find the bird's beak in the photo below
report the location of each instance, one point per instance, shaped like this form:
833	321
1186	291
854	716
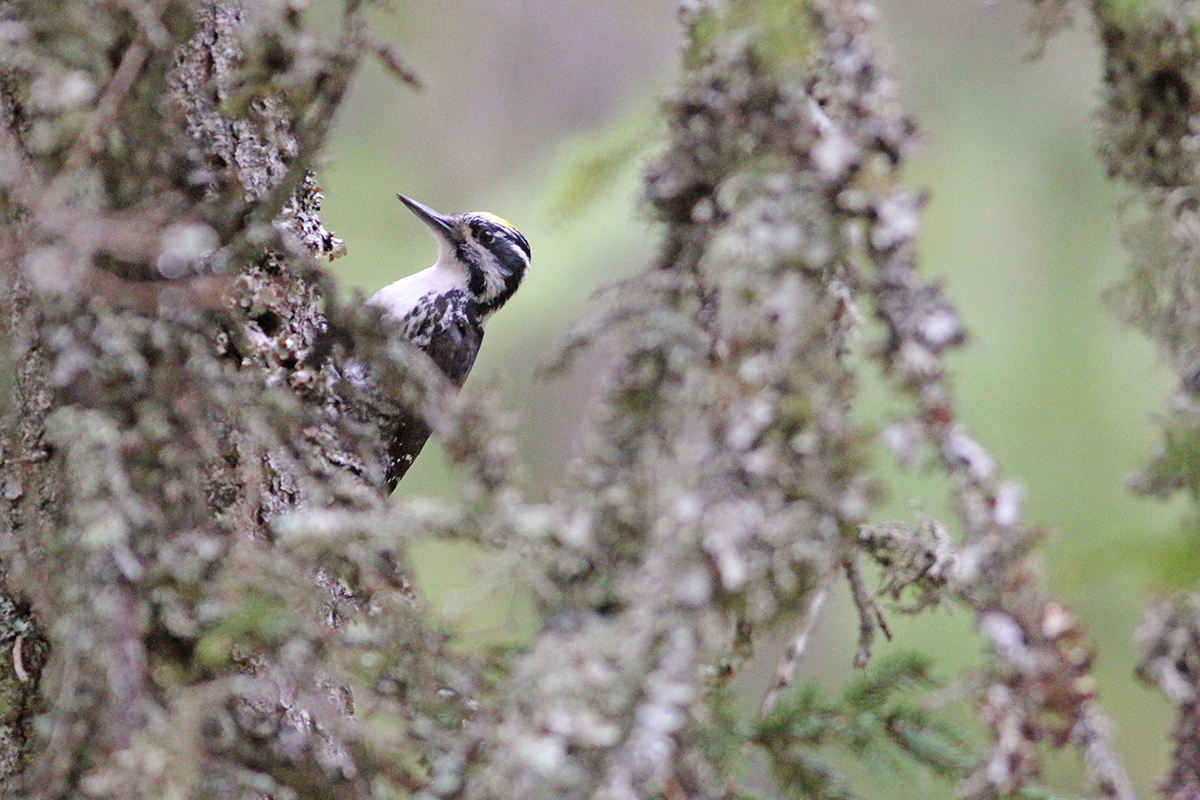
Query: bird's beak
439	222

▶ _PROBLEM DETAILS_
All of the listing above must be output exactly, except for its pictures.

▶ _REPLY TO THE EXERCISE_
find the bird's beak in the photo below
report the location of each instance, one point per instance, shaped like this form:
833	321
1186	291
854	716
Query: bird's beak
439	222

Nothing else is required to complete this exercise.